» **DIRECTIONS**
Where a picture appears, leave it out; copy everything else in the records exactly.

*** Opening INPUT DATA ***

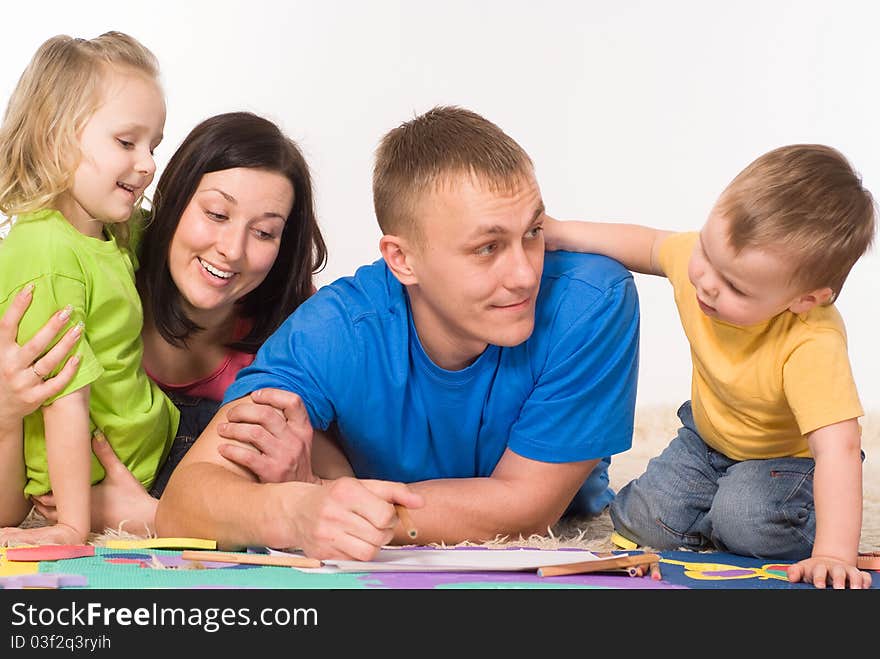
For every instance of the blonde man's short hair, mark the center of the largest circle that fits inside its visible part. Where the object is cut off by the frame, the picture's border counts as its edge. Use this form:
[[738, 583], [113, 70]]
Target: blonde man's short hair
[[433, 150], [56, 95], [806, 202]]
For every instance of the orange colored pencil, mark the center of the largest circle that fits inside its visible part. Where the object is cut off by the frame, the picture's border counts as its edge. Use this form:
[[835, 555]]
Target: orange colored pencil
[[406, 520]]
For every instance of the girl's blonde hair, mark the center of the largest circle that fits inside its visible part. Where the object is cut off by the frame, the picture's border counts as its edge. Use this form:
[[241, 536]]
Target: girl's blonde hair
[[56, 95]]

*** Closing INPUT DATA ***

» **TASK SOLUTION**
For every instance of the blonde man's short hair, mark the center of the largest circle that fits inside its visible part. Where the object is cut off by the frame, the picture's border counts as its edge. Use this form:
[[738, 583], [113, 70]]
Target: blonde man's short hair
[[433, 150], [56, 95], [806, 202]]
For every instance of the orange colored pencil, mark the center of the largest circle that fits inside its visible part. Where the object is cut off by the frame, the picture's border counts as its edge. Use this form:
[[835, 555]]
Target: orange colored pencil
[[406, 520]]
For every instance of the girl's blonde hair, mark the center of the largest circle that fits inside its visible part. Where the object is cut off by the frame, the picture's border counts as its edge. Use this form:
[[241, 536]]
Target: girl's blonde hair
[[56, 95]]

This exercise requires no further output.